▸ **Instructions to follow**:
Convert the listing below into a JSON list of strings, with each line as its own string. Leave out any blank lines.

Saved data entries:
::::::::
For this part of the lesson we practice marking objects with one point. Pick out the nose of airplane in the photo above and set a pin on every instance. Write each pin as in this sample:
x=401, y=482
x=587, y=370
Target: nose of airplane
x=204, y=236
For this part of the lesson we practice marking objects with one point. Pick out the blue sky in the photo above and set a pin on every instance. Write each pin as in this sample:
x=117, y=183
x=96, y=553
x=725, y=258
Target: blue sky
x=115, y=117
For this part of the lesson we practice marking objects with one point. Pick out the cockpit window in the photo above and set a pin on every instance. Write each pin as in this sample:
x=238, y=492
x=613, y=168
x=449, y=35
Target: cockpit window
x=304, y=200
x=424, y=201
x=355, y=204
::::::::
▸ **The solution**:
[
  "For this part of the lesson we practice marking objects with one point. Pick out the nose of airplane in the photo above and set a pin on every instance. Write each pin as in this sample:",
  "x=401, y=482",
  "x=587, y=370",
  "Target: nose of airplane",
  "x=204, y=236",
  "For this part of the lesson we practice marking objects with one point. Pick out the blue sky in the photo above and set a pin on every instance. Write each pin as in this sample:",
  "x=117, y=183",
  "x=96, y=553",
  "x=725, y=258",
  "Target: blue sky",
  "x=115, y=117",
  "For this part of the lesson we practice marking objects with one point. Pick out the cockpit window in the photo above and set a pin on every instance. Write each pin as in this sample:",
  "x=238, y=492",
  "x=613, y=168",
  "x=449, y=35",
  "Target: cockpit window",
  "x=304, y=200",
  "x=424, y=201",
  "x=355, y=204"
]